After 33 years in prison, ex-sailor freed by new DNA evidence

An ex-sailor who spent more than three decades in prison for a rape and a murder he didn't commit walked out of prison a free man on Friday.

Keith Allen Harward was cleared of all wrongdoing by the Virginia Supreme Court Thursday, based on new DNA evidence.

He was convicted in 1982 of killing Jesse Perron and raping his wife while his ship, the USS Carl Vinson, was docked in Newport News, Virginia. The case's strongest evidence was the testimony of two experts who said Harward's teeth match bite marks on the female victim's leg.

The Innocence Project, which petitioned the state's highest court, said DNA testing on sperm left at the crime scene did not match Harward. Instead, it implicated another sailor on the ship, Jerry L. Crotty, who died in an Ohio prison in June 2006 while serving a life sentence for abduction.

"I thought I was going to die in prison," Harward told reporters after his release Friday.

Law enforcement authorities who helped wrongly convict him are "criminals," Harward said. "When I first got convicted I was defeated," he said. "I was overwhelmed."

## WHAT THE TASK REQUIRES
Copy the report on Keith Allen Harward's release from "He was convicted" to "female victim's leg.", switching "Newport News" to "Norfolk".

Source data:
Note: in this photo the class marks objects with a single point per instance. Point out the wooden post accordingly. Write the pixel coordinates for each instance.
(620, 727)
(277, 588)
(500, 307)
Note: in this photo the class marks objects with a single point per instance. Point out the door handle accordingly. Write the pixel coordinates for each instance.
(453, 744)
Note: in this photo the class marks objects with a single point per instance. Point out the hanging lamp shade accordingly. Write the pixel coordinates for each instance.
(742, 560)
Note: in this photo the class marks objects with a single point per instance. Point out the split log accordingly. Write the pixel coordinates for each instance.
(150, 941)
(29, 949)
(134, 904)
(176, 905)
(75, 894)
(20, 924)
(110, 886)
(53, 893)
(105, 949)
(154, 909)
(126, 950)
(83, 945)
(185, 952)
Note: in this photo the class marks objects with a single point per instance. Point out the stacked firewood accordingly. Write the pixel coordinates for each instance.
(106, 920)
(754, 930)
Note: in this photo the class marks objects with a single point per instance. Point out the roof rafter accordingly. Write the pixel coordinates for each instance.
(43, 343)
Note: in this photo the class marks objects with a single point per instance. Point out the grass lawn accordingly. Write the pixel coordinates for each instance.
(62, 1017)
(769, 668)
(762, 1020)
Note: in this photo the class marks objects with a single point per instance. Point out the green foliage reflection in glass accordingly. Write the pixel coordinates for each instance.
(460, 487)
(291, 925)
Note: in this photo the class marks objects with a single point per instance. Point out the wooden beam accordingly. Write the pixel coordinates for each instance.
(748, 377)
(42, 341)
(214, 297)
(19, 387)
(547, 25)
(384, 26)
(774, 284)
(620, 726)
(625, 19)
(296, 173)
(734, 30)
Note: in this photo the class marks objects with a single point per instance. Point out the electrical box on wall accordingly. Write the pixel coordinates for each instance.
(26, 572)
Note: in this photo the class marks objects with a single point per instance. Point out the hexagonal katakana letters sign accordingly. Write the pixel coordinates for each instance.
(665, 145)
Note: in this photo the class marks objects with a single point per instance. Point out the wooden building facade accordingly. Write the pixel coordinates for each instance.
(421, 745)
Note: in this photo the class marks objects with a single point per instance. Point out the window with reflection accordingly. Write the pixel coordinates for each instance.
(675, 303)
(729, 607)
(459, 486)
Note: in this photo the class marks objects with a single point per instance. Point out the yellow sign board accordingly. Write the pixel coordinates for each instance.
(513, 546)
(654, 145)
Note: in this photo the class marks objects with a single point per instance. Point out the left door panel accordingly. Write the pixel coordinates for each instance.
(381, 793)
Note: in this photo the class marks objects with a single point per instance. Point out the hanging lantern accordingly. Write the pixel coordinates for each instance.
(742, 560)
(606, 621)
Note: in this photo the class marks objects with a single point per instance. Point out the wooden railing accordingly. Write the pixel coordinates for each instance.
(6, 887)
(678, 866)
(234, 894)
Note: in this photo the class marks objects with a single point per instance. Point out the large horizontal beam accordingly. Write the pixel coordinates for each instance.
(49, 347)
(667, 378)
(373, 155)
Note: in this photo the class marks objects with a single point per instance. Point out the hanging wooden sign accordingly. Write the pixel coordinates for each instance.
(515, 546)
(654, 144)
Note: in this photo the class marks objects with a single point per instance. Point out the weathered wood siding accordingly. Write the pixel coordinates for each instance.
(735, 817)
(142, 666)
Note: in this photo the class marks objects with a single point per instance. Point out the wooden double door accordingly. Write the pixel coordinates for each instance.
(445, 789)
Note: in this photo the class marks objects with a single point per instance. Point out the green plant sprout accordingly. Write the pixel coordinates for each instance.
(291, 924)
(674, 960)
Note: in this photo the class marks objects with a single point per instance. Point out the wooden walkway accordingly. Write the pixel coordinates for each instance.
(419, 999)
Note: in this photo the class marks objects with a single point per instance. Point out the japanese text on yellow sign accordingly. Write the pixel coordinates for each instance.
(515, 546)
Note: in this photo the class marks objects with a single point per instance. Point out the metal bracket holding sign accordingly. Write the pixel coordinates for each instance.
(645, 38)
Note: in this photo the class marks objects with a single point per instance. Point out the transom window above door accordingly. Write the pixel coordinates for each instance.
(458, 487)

## SOLUTION TO THIS TASK
He was convicted in 1982 of killing Jesse Perron and raping his wife while his ship, the USS Carl Vinson, was docked in Norfolk, Virginia. The case's strongest evidence was the testimony of two experts who said Harward's teeth match bite marks on the female victim's leg.